• Given records:
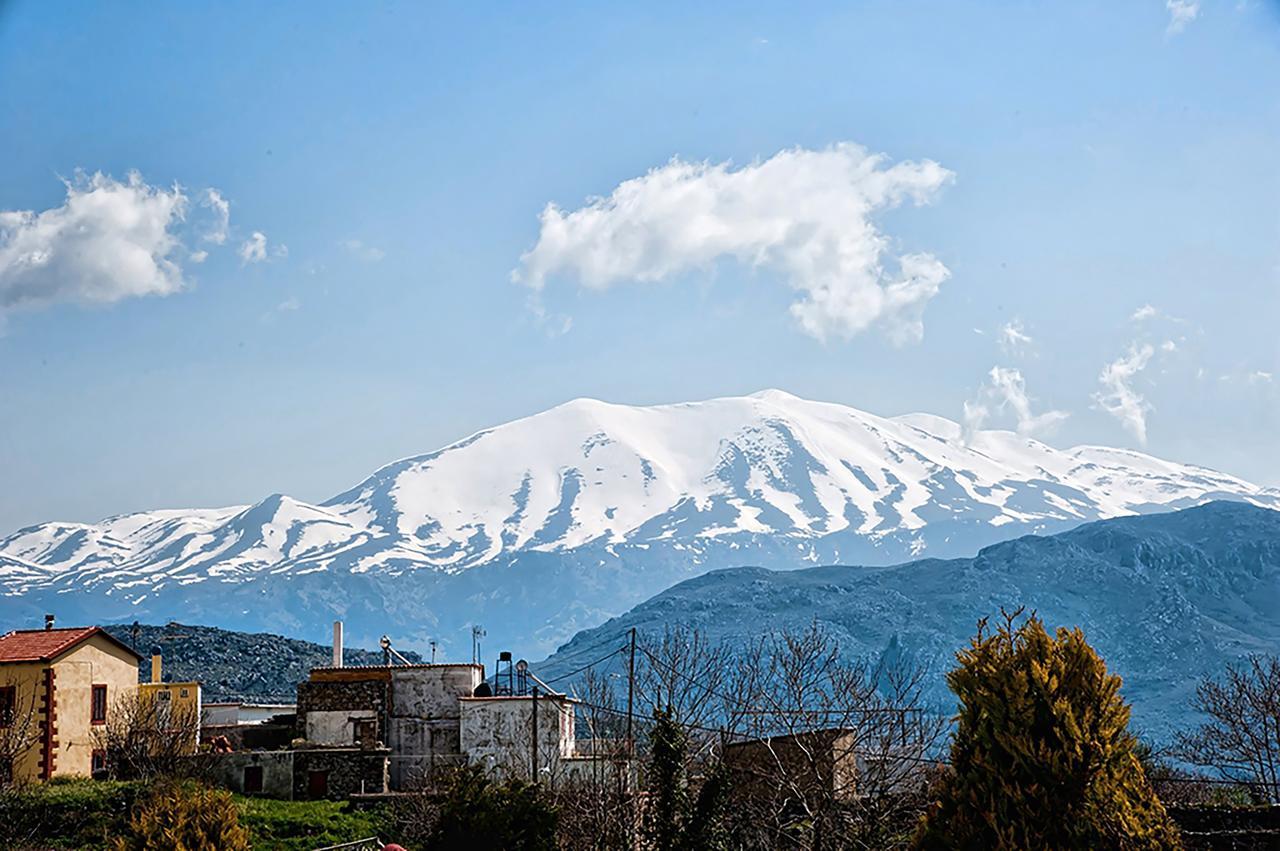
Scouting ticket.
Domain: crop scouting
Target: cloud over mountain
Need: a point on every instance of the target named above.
(808, 216)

• Given instruction:
Write these items as a two-column CSV with one row per item, using the headers "item_text" and "answer". Put each item's text and its answer in a single quoted field with line breaks replaced by spaces, and leave the pictures out.

• Exercise solution:
item_text,answer
"Scouting ticket. Domain: crop scouting Target: cloud over mountain Need: a point on every instance of the target named above.","(808, 216)"